-------- TEXTO ESCOLHIDO --------

É de crer, fazendo fé na bajulação portuguesa, que o facto de 68% da população angolana ser afectada pela pobreza, “é mais um sinal de que Angola segue os melhores padrões internacionais”.
Também é de crer que quando apenas 38% da população angolana tem acesso a água potável e somente 44% dispõe de saneamento básico, isso “é mais um sinal de que Angola segue os melhores padrões internacionais”.
Também “é mais um sinal de que Angola segue os melhores padrões internacionais”, quando se sabe que apenas um quarto da população angolana tem acesso a serviços de saúde, que, na maior parte dos casos, são de fraca qualidade.
Também “é mais um sinal de que Angola segue os melhores padrões internacionais”, quando se constata que 12% dos hospitais, 11% dos centros de saúde e 85% dos postos de saúde existentes no país apresentam problemas ao nível das instalações, da falta de pessoal e de carência de medicamentos.

-------- DADOS FORNECIDOS --------

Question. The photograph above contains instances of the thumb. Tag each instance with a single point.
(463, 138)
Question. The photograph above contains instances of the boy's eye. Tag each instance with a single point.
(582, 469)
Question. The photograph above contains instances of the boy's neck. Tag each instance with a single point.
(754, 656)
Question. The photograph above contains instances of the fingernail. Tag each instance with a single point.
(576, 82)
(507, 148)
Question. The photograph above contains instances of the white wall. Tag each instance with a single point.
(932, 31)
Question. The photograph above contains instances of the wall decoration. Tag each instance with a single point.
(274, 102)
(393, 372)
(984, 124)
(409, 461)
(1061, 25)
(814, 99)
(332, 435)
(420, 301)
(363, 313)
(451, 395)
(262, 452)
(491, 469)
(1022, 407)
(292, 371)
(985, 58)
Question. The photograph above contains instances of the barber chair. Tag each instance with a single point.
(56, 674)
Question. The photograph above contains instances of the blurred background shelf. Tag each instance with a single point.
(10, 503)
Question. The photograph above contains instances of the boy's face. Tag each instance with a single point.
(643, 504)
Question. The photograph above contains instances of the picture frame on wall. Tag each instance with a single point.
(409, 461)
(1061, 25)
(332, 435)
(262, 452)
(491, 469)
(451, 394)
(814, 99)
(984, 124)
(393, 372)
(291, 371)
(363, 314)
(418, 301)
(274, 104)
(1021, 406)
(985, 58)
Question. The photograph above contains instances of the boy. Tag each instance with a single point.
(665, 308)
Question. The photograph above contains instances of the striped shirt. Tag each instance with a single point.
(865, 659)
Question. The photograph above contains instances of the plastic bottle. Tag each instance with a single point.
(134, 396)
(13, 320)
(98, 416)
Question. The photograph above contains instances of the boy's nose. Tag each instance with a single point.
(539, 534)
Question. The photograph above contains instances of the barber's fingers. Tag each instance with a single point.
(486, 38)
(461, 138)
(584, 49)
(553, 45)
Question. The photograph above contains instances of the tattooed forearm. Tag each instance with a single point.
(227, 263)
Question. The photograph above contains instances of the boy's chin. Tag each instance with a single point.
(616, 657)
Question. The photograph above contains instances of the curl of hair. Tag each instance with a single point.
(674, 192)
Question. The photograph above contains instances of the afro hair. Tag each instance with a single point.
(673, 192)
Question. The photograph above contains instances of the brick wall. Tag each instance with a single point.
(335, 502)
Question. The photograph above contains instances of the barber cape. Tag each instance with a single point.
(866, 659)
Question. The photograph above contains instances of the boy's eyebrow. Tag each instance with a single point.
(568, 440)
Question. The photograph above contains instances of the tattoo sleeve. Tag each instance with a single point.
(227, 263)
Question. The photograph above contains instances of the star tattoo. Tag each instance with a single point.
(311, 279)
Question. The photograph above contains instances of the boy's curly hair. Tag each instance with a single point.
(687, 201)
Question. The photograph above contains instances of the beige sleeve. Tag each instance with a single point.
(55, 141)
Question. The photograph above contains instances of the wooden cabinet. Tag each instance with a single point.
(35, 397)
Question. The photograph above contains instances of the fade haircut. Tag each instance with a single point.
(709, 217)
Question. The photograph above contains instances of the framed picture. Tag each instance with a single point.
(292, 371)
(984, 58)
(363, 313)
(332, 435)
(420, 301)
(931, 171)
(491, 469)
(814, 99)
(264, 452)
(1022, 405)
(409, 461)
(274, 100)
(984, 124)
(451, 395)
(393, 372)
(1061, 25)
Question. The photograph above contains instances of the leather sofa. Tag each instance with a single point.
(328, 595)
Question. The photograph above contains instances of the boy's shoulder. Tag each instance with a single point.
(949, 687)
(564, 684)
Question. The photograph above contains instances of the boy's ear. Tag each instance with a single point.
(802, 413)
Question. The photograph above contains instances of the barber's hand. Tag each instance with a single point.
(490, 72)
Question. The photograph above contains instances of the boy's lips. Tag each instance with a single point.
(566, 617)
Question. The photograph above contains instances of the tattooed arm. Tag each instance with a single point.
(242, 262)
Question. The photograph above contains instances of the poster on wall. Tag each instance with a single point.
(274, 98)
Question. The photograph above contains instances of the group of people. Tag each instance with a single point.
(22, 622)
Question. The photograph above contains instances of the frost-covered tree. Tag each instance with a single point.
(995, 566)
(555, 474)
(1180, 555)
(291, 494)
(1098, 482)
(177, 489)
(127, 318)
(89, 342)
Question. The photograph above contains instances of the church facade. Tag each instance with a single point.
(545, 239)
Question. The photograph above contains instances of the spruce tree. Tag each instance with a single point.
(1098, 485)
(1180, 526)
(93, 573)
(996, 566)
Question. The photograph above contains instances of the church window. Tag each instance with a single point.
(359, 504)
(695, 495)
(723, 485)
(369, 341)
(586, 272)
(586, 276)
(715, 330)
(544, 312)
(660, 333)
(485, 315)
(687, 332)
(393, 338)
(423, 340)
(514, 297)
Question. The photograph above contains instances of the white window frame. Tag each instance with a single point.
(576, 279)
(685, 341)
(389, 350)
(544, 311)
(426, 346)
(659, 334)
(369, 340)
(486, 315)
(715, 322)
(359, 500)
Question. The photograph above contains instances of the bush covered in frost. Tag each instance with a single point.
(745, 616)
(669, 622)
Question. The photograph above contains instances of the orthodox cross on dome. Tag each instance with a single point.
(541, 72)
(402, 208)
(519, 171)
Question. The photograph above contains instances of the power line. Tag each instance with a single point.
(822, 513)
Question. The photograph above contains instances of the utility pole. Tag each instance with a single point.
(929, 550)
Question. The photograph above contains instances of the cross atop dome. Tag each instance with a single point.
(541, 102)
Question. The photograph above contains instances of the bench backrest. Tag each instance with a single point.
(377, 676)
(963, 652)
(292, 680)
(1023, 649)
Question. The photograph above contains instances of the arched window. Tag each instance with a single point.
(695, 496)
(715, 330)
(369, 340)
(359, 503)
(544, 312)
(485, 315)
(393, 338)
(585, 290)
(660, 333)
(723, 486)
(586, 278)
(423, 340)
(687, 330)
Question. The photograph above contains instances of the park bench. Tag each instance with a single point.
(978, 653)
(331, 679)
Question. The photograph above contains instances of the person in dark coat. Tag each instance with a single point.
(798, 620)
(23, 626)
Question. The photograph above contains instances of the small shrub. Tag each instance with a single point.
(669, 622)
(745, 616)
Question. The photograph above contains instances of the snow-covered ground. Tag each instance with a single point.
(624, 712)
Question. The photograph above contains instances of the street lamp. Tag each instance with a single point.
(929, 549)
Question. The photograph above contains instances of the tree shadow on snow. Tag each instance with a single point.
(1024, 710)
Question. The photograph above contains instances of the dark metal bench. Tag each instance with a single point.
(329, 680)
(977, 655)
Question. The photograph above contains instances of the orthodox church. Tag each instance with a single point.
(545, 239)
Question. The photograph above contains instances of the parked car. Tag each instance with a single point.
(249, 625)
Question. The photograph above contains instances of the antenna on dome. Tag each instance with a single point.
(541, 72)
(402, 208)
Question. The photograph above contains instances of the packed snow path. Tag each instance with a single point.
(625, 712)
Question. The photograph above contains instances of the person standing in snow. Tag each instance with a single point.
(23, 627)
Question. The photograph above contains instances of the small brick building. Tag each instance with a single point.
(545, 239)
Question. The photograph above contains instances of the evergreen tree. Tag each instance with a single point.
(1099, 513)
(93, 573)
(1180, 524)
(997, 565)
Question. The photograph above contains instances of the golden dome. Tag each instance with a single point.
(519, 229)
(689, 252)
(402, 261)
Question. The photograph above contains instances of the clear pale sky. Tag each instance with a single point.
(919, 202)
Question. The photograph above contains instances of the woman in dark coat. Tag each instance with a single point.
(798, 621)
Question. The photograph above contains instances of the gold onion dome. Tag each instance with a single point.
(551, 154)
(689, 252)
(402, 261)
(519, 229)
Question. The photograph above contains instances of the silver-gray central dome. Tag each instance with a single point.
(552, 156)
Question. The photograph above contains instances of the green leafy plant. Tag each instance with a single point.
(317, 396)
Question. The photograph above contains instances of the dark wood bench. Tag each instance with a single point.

--------

PARA FAZER.
1 > Responda a estas perguntas sobre o texto acerca da pobreza em Angola:
(a) Que percentagem da população angolana é afetada pela pobreza?
(b) Que parte da população angolana tem acesso a serviços de saúde?
(c) Que percentagem dos postos de saúde do país apresenta problemas?
2 > Escreva a continuação do texto sobre a pobreza em Angola, começando logo a seguir à última frase.

RESPOSTAS.
1 >
(a) 68%.
(b) Apenas um quarto.
(c) 85%.

2 >
Também “é mais um sinal de que Angola segue os melhores padrões internacionais”, verificar-se que 45% das crianças angolanas sofrerem de má nutrição crónica, sendo que uma em cada quatro (25%) morre antes de atingir os cinco anos.
Também “é mais um sinal de que Angola segue os melhores padrões internacionais”, saber-se que, em Angola, a dependência sócio-económica a favores, privilégios e bens, ou seja, o cabritismo, é o método utilizado pelo MPLA para amordaçar os angolanos.
Também “é mais um sinal de que Angola segue os melhores padrões internacionais”, saber-se que, em Angola, o acesso à boa educação, aos condomínios, ao capital accionista dos bancos e das seguradoras, aos grandes negócios, às licitações dos blocos petrolíferos, está limitado a um grupo muito restrito de famílias ligadas ao regime no poder.
Hoje como ontem, Santos Silva debita regularmente eruditas pérolas, fazendo lembrar o tempo em que tinha a pasta, entre outras, de dono da comunicação social portuguesa.
Talvez por saber disso, de vez em quando ele aparece para malhar em todos aqueles que têm a ousadia de pensar de forma diferente da dele e da dos seus amigos.
No seu período áureo, dizia Augusto Santos Silva, certamente respaldado na cartilha do até então também perito dos peritos, José Sócrates, que a oposição “sucumbia à demagogia”. Demagogia que, como todos sabem, é uma característica atávica de todos os portugueses de segunda, ou seja, de todos aqueles que não são deste PS… nem deste MPLA.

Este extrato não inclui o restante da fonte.